• _Direction_
Lay out the lines as a Markdown table with the columns "Row" and "Line", leaving out blank lines. Include only the lines from the one containing "flooring and give integer pixel coordinates." through the end of the records.

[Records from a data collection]

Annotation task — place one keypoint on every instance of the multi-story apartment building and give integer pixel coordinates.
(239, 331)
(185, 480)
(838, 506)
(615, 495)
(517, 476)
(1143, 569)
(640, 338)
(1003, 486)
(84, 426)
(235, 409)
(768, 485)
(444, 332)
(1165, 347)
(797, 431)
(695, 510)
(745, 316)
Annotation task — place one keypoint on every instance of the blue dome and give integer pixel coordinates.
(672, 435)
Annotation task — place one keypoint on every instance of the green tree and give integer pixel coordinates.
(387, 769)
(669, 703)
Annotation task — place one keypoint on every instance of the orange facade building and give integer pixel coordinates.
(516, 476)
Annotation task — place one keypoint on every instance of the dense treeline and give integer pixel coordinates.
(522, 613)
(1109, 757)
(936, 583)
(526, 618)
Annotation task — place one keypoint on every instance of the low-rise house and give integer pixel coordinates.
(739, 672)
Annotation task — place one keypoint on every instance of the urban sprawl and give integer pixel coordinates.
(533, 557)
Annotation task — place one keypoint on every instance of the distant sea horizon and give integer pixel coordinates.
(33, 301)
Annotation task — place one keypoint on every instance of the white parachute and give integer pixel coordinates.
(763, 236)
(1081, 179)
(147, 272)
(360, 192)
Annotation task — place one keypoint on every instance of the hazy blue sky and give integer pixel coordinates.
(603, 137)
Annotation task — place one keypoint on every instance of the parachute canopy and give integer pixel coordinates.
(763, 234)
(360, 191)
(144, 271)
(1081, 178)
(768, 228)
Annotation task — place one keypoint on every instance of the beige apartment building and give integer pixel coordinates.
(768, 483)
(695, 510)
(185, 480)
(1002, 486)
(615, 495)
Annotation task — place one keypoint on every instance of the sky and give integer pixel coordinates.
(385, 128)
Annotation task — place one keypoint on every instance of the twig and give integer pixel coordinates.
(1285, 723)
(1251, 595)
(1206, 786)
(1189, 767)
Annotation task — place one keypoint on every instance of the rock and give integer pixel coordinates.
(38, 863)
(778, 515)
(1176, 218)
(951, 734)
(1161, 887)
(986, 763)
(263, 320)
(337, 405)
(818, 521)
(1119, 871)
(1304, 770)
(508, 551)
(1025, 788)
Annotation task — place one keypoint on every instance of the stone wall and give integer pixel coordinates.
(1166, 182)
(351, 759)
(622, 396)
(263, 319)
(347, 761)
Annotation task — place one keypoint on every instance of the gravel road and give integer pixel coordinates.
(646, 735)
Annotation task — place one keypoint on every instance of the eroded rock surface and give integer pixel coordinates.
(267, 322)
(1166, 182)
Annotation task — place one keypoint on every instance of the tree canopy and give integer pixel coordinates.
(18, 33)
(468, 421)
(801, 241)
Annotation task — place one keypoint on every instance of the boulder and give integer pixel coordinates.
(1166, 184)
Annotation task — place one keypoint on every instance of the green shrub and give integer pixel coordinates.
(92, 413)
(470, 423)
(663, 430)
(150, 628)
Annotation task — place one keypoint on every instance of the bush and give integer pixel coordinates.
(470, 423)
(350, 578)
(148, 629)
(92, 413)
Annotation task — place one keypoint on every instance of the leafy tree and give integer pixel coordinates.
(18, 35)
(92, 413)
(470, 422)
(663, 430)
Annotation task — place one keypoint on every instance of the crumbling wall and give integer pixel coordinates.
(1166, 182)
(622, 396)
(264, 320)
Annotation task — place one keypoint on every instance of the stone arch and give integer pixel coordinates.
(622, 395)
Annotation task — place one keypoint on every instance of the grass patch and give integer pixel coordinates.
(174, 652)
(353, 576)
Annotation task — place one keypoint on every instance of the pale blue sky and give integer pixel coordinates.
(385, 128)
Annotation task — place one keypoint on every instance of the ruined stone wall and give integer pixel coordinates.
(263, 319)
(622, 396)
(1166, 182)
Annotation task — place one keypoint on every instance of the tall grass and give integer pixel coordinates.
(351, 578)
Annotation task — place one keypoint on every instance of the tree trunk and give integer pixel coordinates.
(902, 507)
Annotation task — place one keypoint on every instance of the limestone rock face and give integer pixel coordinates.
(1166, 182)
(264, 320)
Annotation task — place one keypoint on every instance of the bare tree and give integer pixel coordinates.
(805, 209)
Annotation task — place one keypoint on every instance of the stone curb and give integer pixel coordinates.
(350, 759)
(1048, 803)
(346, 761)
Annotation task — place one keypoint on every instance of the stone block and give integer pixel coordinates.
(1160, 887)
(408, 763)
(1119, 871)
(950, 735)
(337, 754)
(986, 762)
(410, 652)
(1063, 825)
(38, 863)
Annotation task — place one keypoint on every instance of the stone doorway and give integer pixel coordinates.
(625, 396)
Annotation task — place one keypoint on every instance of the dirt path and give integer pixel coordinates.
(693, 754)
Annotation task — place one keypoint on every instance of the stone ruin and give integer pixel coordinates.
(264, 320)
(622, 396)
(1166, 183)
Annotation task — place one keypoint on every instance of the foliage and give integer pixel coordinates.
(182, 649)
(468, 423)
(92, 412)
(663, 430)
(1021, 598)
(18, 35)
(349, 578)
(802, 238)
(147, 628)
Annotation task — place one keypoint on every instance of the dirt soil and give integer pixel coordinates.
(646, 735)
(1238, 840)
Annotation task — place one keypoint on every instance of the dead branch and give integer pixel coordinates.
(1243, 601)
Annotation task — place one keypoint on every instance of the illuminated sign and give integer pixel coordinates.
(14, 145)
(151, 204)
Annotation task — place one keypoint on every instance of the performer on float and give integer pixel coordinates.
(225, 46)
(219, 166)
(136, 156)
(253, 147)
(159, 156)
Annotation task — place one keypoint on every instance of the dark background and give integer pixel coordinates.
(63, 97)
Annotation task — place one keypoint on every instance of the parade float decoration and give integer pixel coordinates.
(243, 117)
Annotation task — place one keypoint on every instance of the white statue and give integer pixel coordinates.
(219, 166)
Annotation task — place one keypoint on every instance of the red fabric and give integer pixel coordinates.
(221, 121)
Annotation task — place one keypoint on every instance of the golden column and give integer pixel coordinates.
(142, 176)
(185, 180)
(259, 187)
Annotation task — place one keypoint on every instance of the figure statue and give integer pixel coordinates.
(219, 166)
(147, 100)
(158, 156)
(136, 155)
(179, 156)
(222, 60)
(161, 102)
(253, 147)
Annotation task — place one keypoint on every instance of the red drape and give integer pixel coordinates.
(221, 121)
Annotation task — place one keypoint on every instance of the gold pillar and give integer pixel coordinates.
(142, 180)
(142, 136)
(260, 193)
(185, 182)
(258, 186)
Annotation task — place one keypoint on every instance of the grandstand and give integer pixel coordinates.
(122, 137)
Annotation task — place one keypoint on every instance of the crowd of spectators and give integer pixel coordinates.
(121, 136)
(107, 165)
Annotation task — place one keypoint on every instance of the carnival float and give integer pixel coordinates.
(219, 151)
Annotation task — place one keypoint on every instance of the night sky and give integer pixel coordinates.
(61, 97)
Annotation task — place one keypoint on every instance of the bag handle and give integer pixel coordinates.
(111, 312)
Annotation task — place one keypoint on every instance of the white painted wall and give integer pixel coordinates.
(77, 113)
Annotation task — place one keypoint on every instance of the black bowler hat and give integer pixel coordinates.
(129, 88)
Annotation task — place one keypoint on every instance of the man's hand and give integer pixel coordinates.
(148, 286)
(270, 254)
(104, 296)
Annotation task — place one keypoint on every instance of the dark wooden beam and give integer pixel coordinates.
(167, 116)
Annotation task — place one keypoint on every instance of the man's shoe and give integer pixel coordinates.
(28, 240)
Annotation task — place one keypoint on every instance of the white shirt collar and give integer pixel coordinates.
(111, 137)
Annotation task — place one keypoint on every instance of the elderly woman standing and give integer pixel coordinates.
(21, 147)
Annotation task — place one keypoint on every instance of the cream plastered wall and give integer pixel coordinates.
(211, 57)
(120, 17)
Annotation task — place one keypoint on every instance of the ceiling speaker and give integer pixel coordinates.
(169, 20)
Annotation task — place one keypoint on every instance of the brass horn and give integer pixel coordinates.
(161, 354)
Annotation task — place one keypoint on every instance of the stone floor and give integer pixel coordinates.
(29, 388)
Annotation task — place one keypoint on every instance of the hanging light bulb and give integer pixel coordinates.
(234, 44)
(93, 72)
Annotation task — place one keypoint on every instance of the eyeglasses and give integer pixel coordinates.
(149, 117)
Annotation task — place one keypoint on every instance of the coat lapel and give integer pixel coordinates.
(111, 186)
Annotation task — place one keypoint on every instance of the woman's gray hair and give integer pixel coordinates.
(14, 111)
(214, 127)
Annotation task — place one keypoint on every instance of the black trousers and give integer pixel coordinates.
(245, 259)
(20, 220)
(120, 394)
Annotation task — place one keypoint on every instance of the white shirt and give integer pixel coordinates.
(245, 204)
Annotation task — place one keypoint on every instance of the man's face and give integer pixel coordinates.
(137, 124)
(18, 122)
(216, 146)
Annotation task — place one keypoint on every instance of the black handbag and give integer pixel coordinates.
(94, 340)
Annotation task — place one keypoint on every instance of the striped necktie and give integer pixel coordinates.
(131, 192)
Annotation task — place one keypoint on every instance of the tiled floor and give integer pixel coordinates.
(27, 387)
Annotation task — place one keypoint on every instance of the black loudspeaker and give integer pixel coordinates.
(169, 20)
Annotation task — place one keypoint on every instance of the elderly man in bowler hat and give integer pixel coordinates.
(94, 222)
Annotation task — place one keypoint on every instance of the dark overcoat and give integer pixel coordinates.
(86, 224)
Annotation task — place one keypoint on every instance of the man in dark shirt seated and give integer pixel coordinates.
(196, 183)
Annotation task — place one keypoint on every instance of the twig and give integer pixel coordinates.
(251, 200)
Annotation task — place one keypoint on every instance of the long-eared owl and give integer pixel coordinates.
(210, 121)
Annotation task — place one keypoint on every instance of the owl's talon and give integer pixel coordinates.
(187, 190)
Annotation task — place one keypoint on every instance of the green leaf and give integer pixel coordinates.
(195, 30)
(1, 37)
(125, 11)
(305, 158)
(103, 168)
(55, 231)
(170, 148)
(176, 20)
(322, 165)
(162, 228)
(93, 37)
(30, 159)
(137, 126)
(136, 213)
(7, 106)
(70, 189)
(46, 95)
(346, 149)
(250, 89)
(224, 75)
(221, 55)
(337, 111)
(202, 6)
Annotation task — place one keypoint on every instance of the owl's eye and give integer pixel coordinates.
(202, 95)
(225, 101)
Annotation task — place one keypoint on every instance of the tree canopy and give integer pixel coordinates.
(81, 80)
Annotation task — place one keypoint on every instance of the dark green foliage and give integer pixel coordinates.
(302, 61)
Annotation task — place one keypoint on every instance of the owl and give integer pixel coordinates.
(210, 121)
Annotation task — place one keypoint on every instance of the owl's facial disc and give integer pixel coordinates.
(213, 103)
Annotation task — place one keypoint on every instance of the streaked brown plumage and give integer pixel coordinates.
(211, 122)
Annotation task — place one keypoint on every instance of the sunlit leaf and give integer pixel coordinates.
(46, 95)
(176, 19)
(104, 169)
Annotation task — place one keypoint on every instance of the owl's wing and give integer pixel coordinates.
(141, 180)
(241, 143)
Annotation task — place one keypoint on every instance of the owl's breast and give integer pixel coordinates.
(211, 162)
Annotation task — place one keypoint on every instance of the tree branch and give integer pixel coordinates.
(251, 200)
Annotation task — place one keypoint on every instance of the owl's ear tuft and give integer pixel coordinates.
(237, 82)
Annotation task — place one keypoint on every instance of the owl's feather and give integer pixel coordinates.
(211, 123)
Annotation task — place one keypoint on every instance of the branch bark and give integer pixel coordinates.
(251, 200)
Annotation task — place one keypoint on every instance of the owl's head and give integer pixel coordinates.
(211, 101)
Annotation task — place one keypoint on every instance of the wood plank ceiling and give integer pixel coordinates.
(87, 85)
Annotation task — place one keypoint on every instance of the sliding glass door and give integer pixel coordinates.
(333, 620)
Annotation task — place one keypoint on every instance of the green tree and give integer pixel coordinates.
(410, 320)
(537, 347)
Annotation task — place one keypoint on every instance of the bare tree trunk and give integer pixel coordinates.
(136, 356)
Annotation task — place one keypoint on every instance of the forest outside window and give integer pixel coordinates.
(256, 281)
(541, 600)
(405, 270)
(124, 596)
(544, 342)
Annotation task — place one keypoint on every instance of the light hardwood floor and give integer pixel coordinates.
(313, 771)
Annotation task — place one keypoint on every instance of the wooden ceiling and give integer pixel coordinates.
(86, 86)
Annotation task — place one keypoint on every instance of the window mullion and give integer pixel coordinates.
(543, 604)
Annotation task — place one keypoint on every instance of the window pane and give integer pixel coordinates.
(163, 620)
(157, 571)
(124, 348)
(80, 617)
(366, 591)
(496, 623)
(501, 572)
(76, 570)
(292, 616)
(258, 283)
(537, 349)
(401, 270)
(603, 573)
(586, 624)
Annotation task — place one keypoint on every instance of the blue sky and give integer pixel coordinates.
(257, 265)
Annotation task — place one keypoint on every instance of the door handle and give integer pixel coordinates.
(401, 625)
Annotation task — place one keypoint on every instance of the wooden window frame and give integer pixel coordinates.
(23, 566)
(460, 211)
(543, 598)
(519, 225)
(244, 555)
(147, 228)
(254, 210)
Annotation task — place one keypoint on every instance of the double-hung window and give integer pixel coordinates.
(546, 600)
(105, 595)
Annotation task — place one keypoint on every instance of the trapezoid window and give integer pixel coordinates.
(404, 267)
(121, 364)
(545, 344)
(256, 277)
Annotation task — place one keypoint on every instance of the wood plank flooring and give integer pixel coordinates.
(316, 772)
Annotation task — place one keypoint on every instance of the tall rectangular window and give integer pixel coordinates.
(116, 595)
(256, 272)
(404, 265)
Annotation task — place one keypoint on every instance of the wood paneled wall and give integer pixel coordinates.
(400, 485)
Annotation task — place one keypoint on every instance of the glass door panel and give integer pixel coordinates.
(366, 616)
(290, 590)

• _Output_
| Row | Line |
|---|---|
| 1 | Annotation task — place one keypoint on every instance of the wood plank flooring and give integer pixel coordinates. |
| 2 | (316, 772) |
| 3 | Annotation task — place one keypoint on every instance of the tall rectangular window and give integer pixel coordinates. |
| 4 | (116, 595) |
| 5 | (256, 272) |
| 6 | (404, 265) |
| 7 | Annotation task — place one keypoint on every instance of the wood paneled wall and give integer pixel coordinates. |
| 8 | (400, 485) |
| 9 | Annotation task — place one keypoint on every instance of the glass door panel and give integer pixel coordinates. |
| 10 | (366, 616) |
| 11 | (290, 590) |